__FRAGMENTO DEL DOCUMENTO__.
□ □ □

La vida azotada por el viento
La pasión, el abandono y el perdón marcan ‘Los pasos que nos separan’, nueva novela de Marian Izaguirre ambientada en la convulsa Trieste de los años 20
Stendhal retrató la poliédrica Trieste a partir de los dos vientos que la azotan: el glacial y nórdico bora y el sureño y mediterráneo siroco. Esa ciudad aún hoy tan italiana como austríaca, latina y eslava, gigante en su pequeñez (84 kilómetros cuadrados; apenas 208.000 habitantes), rica a dos palmos de la pobreza, misteriosa tierra fértil de escritores nativos (Svevo, Magris…) y de adopción (Rilke, Joyce…) era el escenario natural para encajar esos otros vientos que azotan al ser humano: la culpa y la renuncia, la pasión y el perdón, el abandono y la solidaridad, el amor y la barbarie. A esa intemperie moral somete sus personajes la escritora Marian Izaguirre (Bilbao, 1951) en su octava novela, Los pasos que nos separan (Lumen), que se acerca ya a los 10.000 ejemplares vendidos.
Un barcelonés de 21 años, Salvador, aprendiz en el taller de un escultor simpatizante de la fastuosa escenografía prefascista que el poeta militar Gabriele d’Annunzio impone hasta la entonces multirracial ciudad, se enamorará de Edita, una joven eslovena criada en Zagreb de 25 años casada y con un bebé, Jana, que oscilará entre el amor de madre, el de esposa y el de amante. Más de medio siglo después, desde la Barcelona de los 70, ya muy anciano, Salvador regresará a Trieste para zanjar un pasado hiriente llevando como chófer a una veinteañera camino de destrozar también su vida.

□ □ □

__TAREA DEL EJERCICIO__.
Reproduce el fragmento sobre la novela de Marian Izaguirre entre "Un barcelonés de" y "también su vida.", ambos incluidos. El material no interviene en esta tarea.

□ □ □

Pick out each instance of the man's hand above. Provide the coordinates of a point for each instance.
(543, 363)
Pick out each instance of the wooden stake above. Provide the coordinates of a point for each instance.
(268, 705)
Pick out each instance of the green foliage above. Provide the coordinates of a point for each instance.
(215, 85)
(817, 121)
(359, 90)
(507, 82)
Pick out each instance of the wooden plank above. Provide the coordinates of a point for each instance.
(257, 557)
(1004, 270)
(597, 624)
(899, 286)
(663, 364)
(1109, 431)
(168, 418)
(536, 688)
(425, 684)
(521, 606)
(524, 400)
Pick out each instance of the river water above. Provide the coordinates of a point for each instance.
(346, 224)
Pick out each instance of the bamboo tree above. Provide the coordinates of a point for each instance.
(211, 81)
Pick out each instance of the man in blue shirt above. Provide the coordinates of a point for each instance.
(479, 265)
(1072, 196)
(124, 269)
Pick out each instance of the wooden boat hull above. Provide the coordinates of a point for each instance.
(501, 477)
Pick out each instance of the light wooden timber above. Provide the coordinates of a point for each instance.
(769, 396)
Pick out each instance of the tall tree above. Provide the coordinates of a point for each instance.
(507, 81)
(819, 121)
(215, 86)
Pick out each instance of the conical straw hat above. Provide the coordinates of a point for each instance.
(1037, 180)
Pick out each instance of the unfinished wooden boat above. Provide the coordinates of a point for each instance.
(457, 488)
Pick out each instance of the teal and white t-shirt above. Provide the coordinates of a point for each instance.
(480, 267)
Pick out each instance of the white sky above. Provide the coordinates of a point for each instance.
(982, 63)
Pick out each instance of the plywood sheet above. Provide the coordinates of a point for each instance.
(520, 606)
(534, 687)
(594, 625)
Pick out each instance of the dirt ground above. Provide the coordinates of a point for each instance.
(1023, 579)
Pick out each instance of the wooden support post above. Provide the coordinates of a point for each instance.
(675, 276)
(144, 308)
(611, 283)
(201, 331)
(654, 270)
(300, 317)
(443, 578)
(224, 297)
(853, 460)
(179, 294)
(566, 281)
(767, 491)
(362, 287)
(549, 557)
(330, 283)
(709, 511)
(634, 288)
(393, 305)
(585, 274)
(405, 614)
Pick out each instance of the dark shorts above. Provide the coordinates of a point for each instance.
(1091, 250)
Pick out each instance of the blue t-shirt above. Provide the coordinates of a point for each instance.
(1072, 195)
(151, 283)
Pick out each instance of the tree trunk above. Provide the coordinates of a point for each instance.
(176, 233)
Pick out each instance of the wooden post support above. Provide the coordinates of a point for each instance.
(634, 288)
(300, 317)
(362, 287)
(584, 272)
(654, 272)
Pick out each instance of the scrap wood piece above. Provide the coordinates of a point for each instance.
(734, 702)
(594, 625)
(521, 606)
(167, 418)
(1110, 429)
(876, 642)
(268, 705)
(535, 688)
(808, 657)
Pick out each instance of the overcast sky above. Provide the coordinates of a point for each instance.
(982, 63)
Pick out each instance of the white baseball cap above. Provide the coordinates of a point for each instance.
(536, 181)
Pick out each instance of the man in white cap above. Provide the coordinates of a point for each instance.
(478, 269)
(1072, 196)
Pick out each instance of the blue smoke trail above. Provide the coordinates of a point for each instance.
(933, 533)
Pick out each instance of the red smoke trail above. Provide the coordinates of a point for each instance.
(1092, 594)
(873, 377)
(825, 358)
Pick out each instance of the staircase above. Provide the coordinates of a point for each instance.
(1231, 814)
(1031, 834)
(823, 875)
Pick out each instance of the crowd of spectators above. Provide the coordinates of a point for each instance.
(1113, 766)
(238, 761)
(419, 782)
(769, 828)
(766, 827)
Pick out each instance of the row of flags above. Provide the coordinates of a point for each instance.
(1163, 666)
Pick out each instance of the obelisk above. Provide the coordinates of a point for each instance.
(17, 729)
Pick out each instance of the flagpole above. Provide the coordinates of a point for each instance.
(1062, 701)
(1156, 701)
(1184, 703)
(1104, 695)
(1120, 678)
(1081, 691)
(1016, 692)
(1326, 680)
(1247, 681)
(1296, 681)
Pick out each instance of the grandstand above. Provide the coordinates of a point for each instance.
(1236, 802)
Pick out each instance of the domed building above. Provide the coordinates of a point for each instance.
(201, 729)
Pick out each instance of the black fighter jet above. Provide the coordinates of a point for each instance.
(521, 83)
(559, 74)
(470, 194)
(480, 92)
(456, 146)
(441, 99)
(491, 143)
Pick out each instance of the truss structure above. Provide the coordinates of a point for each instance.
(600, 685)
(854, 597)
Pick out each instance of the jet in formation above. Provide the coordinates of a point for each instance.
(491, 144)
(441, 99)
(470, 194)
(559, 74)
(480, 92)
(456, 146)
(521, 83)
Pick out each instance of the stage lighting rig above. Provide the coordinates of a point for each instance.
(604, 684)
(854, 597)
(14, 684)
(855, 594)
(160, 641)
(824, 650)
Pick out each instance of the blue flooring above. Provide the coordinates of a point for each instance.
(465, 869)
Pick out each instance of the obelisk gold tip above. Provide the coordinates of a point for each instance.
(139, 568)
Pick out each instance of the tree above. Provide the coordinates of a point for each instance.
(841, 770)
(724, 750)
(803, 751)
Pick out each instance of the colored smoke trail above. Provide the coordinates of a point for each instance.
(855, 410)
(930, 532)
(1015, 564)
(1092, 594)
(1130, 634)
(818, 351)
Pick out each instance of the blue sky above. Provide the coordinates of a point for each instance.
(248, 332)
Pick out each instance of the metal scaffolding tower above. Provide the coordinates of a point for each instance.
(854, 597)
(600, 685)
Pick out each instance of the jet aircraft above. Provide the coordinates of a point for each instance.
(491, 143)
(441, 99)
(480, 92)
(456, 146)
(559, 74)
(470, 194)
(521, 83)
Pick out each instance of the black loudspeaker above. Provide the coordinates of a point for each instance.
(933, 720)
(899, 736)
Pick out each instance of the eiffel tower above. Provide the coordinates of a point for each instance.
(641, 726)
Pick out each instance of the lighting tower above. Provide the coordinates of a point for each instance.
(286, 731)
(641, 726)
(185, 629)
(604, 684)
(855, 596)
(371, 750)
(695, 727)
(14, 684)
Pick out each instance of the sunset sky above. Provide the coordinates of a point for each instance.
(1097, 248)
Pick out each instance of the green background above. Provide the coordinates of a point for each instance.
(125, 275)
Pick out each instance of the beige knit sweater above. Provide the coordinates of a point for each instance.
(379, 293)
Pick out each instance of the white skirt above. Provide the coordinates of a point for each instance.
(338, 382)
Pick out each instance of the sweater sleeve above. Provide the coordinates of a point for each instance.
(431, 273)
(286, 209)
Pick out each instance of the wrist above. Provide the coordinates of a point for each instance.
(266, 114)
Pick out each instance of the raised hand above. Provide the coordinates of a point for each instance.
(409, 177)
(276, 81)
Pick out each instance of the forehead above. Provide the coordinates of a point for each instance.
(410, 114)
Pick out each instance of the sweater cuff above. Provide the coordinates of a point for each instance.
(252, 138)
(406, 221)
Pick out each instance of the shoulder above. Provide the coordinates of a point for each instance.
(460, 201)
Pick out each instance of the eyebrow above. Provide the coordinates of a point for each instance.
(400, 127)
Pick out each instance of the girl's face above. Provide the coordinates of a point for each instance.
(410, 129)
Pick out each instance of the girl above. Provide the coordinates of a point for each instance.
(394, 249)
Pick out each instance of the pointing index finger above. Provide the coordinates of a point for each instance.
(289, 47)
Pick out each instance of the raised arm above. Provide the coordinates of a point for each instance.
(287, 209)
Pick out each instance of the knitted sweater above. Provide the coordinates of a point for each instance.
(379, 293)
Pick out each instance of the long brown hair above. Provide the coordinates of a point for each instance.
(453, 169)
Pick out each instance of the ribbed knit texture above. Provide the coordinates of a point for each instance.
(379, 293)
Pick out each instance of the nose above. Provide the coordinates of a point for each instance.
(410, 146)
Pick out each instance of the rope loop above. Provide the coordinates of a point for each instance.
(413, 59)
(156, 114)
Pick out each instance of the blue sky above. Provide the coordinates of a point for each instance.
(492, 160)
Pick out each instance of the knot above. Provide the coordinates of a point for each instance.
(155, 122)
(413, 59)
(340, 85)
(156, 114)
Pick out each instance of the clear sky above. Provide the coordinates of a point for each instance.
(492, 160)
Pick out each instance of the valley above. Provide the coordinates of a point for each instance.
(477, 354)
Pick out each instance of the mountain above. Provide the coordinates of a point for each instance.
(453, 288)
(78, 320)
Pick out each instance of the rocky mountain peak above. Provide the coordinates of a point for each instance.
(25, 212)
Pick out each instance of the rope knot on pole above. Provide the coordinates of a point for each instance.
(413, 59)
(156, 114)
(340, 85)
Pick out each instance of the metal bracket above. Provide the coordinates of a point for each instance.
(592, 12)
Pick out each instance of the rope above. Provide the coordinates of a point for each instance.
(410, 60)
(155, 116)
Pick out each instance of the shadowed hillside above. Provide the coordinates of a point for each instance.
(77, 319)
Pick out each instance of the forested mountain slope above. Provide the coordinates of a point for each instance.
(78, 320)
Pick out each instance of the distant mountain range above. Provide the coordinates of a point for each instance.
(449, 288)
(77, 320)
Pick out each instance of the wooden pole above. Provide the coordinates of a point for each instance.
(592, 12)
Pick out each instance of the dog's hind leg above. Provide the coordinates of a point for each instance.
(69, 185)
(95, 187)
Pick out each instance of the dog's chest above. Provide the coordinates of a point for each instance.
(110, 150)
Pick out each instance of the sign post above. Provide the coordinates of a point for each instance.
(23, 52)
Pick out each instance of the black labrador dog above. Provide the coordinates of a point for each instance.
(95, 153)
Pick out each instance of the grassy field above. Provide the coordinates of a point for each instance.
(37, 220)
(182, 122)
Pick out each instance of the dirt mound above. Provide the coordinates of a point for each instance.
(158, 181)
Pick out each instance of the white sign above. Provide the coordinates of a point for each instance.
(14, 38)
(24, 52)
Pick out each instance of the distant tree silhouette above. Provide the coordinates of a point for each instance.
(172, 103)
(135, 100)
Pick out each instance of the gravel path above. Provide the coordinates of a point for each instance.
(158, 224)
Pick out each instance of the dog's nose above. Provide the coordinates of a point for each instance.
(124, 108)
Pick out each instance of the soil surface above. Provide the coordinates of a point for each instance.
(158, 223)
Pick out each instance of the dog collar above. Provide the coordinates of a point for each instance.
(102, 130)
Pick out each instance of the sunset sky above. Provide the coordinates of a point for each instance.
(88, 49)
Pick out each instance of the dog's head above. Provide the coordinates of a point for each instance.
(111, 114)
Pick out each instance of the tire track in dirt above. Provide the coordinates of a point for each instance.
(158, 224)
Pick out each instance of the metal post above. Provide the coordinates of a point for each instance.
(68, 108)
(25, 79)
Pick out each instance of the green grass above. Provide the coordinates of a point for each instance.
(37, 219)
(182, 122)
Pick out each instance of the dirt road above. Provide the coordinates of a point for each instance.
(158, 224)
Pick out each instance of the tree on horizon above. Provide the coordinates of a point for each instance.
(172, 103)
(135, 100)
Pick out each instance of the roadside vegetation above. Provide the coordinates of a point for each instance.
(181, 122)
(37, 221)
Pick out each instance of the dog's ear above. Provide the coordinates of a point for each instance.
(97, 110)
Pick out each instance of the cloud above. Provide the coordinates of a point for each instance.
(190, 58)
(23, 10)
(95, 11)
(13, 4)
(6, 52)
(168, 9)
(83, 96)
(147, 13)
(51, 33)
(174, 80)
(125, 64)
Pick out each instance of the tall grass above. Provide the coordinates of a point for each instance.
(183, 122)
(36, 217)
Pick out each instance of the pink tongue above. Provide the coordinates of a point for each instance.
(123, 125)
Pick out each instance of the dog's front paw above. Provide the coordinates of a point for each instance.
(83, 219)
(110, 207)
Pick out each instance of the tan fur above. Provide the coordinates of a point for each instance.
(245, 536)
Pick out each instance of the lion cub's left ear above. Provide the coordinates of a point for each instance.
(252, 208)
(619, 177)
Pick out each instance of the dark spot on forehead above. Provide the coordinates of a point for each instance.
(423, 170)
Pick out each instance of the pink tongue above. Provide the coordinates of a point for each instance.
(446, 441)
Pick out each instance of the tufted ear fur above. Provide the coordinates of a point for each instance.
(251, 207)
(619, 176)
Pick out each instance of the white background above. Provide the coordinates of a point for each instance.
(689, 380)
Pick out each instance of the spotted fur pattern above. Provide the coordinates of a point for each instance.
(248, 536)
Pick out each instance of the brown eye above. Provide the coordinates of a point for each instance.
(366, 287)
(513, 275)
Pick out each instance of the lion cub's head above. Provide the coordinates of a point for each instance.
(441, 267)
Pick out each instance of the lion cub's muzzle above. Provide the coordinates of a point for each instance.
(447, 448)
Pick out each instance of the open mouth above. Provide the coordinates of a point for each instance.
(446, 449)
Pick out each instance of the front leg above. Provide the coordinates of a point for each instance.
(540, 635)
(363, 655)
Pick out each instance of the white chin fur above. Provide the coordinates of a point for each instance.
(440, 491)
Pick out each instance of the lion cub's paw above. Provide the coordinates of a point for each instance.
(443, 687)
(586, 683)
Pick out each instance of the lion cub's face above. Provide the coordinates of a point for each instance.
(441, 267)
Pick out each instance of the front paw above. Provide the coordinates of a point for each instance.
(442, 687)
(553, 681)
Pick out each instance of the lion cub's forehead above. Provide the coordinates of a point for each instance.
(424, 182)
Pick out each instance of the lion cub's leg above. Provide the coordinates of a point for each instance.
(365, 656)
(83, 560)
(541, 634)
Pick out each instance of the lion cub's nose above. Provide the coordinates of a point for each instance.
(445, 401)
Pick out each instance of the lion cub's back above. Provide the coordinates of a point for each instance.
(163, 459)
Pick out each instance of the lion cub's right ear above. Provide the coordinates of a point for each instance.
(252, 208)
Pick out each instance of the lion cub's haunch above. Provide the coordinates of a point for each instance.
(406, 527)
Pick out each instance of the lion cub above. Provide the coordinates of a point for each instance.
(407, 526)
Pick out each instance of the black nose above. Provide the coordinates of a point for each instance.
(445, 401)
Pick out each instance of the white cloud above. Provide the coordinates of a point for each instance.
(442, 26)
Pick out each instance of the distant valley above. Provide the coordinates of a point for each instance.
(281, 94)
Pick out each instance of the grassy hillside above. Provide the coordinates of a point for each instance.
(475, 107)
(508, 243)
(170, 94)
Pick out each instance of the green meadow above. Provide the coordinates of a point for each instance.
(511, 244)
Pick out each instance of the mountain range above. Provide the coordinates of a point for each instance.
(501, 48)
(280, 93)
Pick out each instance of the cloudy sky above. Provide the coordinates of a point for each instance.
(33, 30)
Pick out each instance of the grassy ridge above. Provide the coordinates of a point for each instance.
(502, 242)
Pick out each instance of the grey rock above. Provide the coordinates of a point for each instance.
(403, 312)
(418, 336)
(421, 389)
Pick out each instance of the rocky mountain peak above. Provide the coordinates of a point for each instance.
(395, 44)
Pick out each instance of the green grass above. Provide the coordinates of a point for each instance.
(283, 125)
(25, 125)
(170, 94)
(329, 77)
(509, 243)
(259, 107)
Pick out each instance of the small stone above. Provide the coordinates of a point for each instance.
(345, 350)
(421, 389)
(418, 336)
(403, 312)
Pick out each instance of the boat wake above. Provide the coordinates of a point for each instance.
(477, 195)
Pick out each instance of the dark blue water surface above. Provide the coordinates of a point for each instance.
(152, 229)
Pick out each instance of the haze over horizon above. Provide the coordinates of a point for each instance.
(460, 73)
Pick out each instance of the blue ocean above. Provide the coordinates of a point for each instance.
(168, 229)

□ □ □

__RESPUESTA__.
Un barcelonés de 21 años, Salvador, aprendiz en el taller de un escultor simpatizante de la fastuosa escenografía prefascista que el poeta militar Gabriele d’Annunzio impone hasta la entonces multirracial ciudad, se enamorará de Edita, una joven eslovena criada en Zagreb de 25 años casada y con un bebé, Jana, que oscilará entre el amor de madre, el de esposa y el de amante. Más de medio siglo después, desde la Barcelona de los 70, ya muy anciano, Salvador regresará a Trieste para zanjar un pasado hiriente llevando como chófer a una veinteañera camino de destrozar también su vida.